## Written exercise
Determine how many lines in the rows below contain the string "windshield". Reply with that number alone.

── Stored data

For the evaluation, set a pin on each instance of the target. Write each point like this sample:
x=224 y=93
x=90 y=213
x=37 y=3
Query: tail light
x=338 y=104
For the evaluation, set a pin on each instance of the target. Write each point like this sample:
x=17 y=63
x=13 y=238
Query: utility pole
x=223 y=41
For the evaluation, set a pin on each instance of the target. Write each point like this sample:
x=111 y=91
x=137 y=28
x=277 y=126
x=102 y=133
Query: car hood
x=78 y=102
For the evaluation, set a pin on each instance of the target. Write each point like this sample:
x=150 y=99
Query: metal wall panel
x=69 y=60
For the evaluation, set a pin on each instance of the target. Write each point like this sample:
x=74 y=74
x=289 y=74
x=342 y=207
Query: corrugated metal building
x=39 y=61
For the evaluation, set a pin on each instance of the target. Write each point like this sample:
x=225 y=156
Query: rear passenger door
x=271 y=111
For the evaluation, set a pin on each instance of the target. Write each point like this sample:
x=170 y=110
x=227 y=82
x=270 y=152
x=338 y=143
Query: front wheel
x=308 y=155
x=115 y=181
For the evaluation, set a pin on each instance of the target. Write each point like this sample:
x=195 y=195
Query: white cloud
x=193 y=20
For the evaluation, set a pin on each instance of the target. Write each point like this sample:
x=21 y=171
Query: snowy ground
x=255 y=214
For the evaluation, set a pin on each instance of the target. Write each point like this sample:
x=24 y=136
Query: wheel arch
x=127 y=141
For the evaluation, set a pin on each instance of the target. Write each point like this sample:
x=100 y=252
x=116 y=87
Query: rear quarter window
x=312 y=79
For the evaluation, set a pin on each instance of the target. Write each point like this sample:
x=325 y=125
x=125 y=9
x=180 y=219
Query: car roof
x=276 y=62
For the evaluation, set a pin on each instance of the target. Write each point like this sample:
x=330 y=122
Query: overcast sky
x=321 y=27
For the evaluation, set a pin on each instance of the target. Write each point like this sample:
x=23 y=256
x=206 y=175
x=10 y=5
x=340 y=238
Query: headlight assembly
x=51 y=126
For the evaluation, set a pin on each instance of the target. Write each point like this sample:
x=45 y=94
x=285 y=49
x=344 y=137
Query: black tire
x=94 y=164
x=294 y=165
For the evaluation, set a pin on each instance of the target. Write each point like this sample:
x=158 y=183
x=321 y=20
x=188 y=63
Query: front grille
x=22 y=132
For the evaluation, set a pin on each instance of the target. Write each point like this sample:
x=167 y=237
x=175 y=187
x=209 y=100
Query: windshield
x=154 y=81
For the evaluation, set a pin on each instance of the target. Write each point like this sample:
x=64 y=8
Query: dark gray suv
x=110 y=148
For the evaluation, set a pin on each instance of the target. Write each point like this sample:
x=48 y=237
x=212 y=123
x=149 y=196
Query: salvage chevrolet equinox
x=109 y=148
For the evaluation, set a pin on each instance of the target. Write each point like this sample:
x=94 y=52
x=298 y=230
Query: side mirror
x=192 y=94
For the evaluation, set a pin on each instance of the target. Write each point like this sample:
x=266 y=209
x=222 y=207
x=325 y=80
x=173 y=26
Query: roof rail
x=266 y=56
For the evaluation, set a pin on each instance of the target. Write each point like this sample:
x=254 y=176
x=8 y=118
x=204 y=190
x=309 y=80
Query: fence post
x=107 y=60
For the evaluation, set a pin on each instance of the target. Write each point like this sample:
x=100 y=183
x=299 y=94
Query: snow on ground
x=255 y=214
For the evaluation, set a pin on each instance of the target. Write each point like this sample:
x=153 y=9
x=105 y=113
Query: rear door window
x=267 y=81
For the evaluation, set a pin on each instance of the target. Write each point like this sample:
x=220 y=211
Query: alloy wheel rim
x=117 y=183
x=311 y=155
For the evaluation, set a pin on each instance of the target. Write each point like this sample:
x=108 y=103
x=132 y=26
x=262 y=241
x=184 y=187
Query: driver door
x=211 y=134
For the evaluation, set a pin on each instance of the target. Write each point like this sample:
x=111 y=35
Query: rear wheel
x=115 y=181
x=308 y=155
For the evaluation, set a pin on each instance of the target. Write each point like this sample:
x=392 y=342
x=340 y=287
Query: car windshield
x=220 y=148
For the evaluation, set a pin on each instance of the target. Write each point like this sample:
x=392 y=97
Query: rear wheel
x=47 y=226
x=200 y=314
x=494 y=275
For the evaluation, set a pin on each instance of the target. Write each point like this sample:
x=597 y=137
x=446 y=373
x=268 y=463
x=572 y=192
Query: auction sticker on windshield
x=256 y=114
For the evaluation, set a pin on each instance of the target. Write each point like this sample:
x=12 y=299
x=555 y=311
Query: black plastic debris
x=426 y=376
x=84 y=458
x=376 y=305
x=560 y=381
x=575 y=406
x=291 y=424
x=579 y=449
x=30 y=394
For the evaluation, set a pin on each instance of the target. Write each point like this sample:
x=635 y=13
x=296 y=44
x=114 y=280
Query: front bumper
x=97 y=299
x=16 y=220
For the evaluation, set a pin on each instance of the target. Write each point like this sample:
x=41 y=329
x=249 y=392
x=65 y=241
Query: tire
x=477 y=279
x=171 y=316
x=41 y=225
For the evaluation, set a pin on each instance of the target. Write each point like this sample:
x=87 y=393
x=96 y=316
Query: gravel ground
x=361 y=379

────

## Reply
3